* _WHAT YOU NEED TO DO_:
Convert every line of the items below into a numbered list, omitting any blank lines.

* _DATA ROWS_:
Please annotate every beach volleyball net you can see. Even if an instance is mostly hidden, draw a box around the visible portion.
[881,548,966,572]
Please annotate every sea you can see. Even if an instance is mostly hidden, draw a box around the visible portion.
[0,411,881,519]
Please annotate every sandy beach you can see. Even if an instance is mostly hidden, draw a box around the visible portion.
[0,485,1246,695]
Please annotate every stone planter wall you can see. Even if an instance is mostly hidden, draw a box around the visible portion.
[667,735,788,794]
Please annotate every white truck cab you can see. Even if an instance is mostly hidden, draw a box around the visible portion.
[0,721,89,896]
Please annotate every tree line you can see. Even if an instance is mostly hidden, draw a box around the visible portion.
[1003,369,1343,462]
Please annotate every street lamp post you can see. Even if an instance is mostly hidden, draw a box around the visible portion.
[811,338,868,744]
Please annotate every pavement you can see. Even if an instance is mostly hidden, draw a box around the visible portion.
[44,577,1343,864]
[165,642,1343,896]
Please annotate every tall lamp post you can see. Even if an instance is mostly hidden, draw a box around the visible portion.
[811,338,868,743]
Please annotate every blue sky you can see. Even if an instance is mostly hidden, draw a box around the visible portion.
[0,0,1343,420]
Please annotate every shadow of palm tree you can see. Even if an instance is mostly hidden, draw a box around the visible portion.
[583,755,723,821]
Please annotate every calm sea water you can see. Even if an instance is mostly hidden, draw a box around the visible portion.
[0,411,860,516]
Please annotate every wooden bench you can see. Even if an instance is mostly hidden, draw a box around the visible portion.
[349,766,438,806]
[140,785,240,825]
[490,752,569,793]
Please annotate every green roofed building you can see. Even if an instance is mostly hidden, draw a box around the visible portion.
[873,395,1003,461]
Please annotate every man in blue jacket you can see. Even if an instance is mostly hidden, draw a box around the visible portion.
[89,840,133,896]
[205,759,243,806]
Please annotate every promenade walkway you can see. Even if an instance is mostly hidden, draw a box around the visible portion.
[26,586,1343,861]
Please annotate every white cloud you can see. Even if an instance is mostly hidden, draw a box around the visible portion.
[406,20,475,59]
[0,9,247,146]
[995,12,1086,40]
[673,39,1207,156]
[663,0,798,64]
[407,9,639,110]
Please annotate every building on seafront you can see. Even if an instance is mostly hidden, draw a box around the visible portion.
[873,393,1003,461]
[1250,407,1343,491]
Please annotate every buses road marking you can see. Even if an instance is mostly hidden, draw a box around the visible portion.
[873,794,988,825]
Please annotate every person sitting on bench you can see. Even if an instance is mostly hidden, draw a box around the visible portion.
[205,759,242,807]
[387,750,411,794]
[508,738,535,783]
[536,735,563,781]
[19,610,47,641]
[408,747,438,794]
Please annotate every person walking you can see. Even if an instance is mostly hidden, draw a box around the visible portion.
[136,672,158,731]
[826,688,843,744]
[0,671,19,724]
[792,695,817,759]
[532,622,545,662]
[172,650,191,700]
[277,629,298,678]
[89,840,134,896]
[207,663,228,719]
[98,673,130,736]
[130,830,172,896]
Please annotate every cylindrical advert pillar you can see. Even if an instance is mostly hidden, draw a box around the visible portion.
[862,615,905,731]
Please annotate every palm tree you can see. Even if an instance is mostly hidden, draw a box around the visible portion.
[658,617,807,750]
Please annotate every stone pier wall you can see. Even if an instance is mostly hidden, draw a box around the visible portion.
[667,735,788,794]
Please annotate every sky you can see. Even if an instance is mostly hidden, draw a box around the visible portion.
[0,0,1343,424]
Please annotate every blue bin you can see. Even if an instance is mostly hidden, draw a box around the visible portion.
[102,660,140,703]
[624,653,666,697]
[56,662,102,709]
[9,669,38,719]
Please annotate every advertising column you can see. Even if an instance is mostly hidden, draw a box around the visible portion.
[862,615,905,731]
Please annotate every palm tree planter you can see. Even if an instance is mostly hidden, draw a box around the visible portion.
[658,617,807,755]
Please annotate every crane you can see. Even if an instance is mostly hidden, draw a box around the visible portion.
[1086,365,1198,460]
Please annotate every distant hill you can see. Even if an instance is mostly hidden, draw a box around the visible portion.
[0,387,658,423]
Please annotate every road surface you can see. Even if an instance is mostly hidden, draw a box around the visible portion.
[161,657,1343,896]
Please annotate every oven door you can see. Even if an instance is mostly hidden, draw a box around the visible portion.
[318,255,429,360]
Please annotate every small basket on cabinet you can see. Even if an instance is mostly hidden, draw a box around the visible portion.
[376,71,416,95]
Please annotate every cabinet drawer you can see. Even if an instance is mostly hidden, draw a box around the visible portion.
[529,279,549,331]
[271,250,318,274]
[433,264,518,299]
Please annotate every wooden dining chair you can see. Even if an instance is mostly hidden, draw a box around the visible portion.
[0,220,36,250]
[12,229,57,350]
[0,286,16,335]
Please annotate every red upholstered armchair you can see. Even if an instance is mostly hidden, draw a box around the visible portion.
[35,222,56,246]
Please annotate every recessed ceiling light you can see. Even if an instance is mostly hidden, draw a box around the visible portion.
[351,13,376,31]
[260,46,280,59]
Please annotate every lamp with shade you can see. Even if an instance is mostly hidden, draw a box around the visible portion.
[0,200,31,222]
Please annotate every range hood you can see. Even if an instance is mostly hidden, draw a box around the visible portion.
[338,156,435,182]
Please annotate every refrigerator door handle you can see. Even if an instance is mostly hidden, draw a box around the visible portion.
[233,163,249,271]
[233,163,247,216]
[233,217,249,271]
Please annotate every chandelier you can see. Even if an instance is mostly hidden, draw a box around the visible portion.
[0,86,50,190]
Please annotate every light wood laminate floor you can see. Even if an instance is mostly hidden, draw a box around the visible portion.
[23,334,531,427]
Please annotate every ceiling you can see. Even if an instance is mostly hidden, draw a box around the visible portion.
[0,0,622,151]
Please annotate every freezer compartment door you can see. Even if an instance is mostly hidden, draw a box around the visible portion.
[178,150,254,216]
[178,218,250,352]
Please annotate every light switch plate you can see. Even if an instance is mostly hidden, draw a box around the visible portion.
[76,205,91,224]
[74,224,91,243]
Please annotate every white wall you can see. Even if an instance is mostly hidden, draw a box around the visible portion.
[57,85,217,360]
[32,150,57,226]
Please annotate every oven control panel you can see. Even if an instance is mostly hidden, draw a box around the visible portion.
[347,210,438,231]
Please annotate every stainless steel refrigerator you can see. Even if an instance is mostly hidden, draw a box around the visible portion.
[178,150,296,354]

* _SOLUTION TO THE PROBLEM_:
1. Please annotate every beach volleyball net you can see. Even if an instance is mostly hidden, draw a box around the visible portion.
2. [881,548,966,572]
3. Please annotate every sea you can see. Even if an instance is mostly hidden, draw a box around the visible portion.
4. [0,411,881,519]
5. Please annotate every sandy beach you can see. Even if an instance is mostly hidden, draw a box around the visible portion.
6. [0,485,1246,695]
7. Please annotate every stone planter wall you can see. Even if an instance is mostly hidden, draw a box around the visible portion.
8. [667,735,788,794]
9. Please annotate every white truck cab you can see. Even if an instance is mostly hidden, draw a box around the visible portion.
10. [0,721,89,896]
11. Please annotate every tree line you can see. Even if an instance is mostly hidden, draw a box around the visible portion.
12. [1003,369,1343,462]
13. Please annotate every street lamp post you can see. Even if an instance is mostly hidden, draw a box around the visible portion.
14. [811,338,868,744]
15. Please annotate every pavement you can see. Even if an instance is mostly hidden, draw a box around the visible portion.
16. [44,577,1343,864]
17. [165,642,1343,896]
18. Please annotate every tall lamp post you can see. Even if an instance is mostly hidden, draw a box around the visible portion.
19. [811,338,868,743]
20. Please annotate every blue sky you can see. Even if an instance is mostly hidden, draw a box around the visible portion.
21. [0,0,1343,420]
22. Please annotate every shadow of palm tree you can see. Even if an instance is mostly hidden, draw a box around the visible portion.
23. [583,755,723,821]
24. Please annotate every calm sea water you can see. Even if an instance is mostly hidden, draw a box around the visible portion.
25. [0,411,860,516]
26. Please annotate every wooden bench you can see. Even if an instance is mostly hidden, draw a box around the visible portion.
27. [349,766,438,806]
28. [140,785,240,825]
29. [490,752,569,793]
30. Please annotate every green roofed building you can see. Even if an instance is mostly hidden, draw a box around the visible portion.
31. [873,395,1003,461]
32. Please annotate every man in blue jacket you can see. Even if an instance is mostly hidden, draw a box around the visible portion.
33. [89,840,133,896]
34. [205,759,243,806]
35. Please annotate every promenade walkway you can see. Even if an instance is mostly hidden, draw a box around the visible portion.
36. [26,586,1343,861]
37. Please annotate every white cloud you can see. Even if an instance is mostly hidden, draw a box around the visible portion.
38. [406,20,475,59]
39. [0,9,247,146]
40. [995,12,1086,40]
41. [673,39,1207,156]
42. [663,0,798,64]
43. [407,9,639,110]
44. Please annotate every building on seafront you can see. Even if an instance is mostly hidden, draw a box around the visible portion.
45. [873,393,1003,461]
46. [1250,407,1343,491]
47. Please annotate every buses road marking you can see. Even if an instance is mostly hidden, draw a box around the visible portion.
48. [873,794,988,825]
49. Please annotate every person sitting on bench you can see. Even if an instance is mostly hidden, draw a box around the visible portion.
50. [205,759,242,807]
51. [387,750,411,794]
52. [508,738,535,783]
53. [536,735,563,781]
54. [19,610,47,641]
55. [408,747,438,794]
56. Please annotate every person walking you can see. Even if an instance is mostly hidden, draw a box around the visible portion.
57. [136,672,158,731]
58. [826,688,843,744]
59. [0,671,19,724]
60. [792,695,817,759]
61. [532,622,545,662]
62. [172,650,191,700]
63. [277,629,298,678]
64. [89,840,134,896]
65. [207,663,228,719]
66. [98,673,130,736]
67. [130,830,172,896]
68. Please annotate every cylindrical advert pillar you can see. Even if an instance is mostly hidden, draw a box around the visible portion.
69. [862,615,905,731]
70. Please annotate every palm tree you can see. Even if an instance is mostly hidden, draw a box around the visible portion.
71. [658,617,807,750]
72. Please annotate every stone pier wall you can see. Even if an instance is mostly hidden, draw a box around the visible portion.
73. [667,735,788,794]
74. Please annotate every sky you can see. Even if an instance is mostly hidden, draw a box around the visible portion.
75. [0,0,1343,424]
76. Please annotate every blue bin you can see. Even if an instance is mostly hidden, draw a box around the visible portion.
77. [102,660,140,703]
78. [624,653,666,697]
79. [56,662,102,709]
80. [9,669,38,719]
81. Please annotate every advertising column you can see. Even if an instance is mostly hidden, draw a box around the visible portion.
82. [862,615,905,731]
83. Please annotate every palm tree planter you can see. Even if an instance is mostly hidden, draw a box around the visible portion.
84. [658,617,807,755]
85. Please annotate every crane you can see. Even if an instance is mostly hidden, draw a box around the visible portion.
86. [1086,365,1198,460]
87. Please annotate every distant hill you can see. Even if an instance is mostly hidden, draw a box around the visible portion.
88. [0,387,658,423]
89. Please annotate every road surface you can see. Even if an instance is mostly hidden, draw a box around the visible portion.
90. [161,657,1343,896]
91. Please annotate every oven door you can see. Even if an instance is mostly hidden, draw a box around the visible portion.
92. [318,255,429,360]
93. Please annotate every small basket on cabinet you can see. Even if an instance is mostly hidden, draw a box around the visible portion.
94. [376,71,416,95]
95. Please annotate every cabinet drawer you can see. Even if an instance is mostly hidden, draw a box around the visible portion.
96. [529,279,549,331]
97. [271,250,318,274]
98. [433,264,518,299]
99. Please annotate every wooden dining chair you can see. Even if an instance is mostly hidden, draw a box around the visible portion.
100. [0,220,36,250]
101. [12,229,57,350]
102. [0,286,16,335]
103. Please annotate every red upholstered armchair you can see. Even if an instance is mostly hidden, draw a box around the visible portion.
104. [35,222,56,246]
105. Please annotate every recessed ceiling light you can see. Even if an instance is mostly hidden, draw a box around the visible portion.
106. [351,13,376,31]
107. [260,46,280,59]
108. Please annotate every lamp with shade you can see. Even if an instance is mostly hidden, draw a box around the visible portion.
109. [0,200,31,222]
110. Please annotate every range hood you can see. Even if an instance is mostly hidden, draw a box around the visible portion.
111. [338,156,435,182]
112. Please annotate every refrigerator door handle you can see. Even if an instance is mostly hidden, draw a box around the visible portion.
113. [233,163,249,271]
114. [233,163,247,216]
115. [233,217,249,271]
116. Please annotate every chandelier you can see. Even if an instance is mostly hidden, draw a box around the visible portion.
117. [0,86,50,190]
118. Please annotate every light wood laminate floor you can see. Even if an instance is mostly hidden, draw a box around the visible portion.
119. [23,334,531,427]
120. Please annotate every ceiling you can see. Even if an instance is mostly hidden, draw a box around the visible portion.
121. [0,0,622,151]
122. Please annotate every freezer compartment door you can see. Even if an instance is mostly hidden, draw a box around the visible portion.
123. [178,150,254,216]
124. [178,218,250,352]
125. Please annotate every light switch plate you can see. Even if an instance is mostly hidden, draw a box around the visible portion.
126. [76,205,91,224]
127. [74,224,91,243]
128. Please annotate every white wall you can see. Even if an instance is mostly hidden, draw a box around the visible portion.
129. [57,85,217,360]
130. [32,150,57,226]
131. Please annotate every oven control panel you can see. Even if an instance is mostly hidden, draw a box around the visible portion.
132. [347,210,438,231]
133. Please annotate every stainless steel refrigerator you can see. Even if an instance is mostly hidden, draw a box around the visible portion.
134. [178,150,296,354]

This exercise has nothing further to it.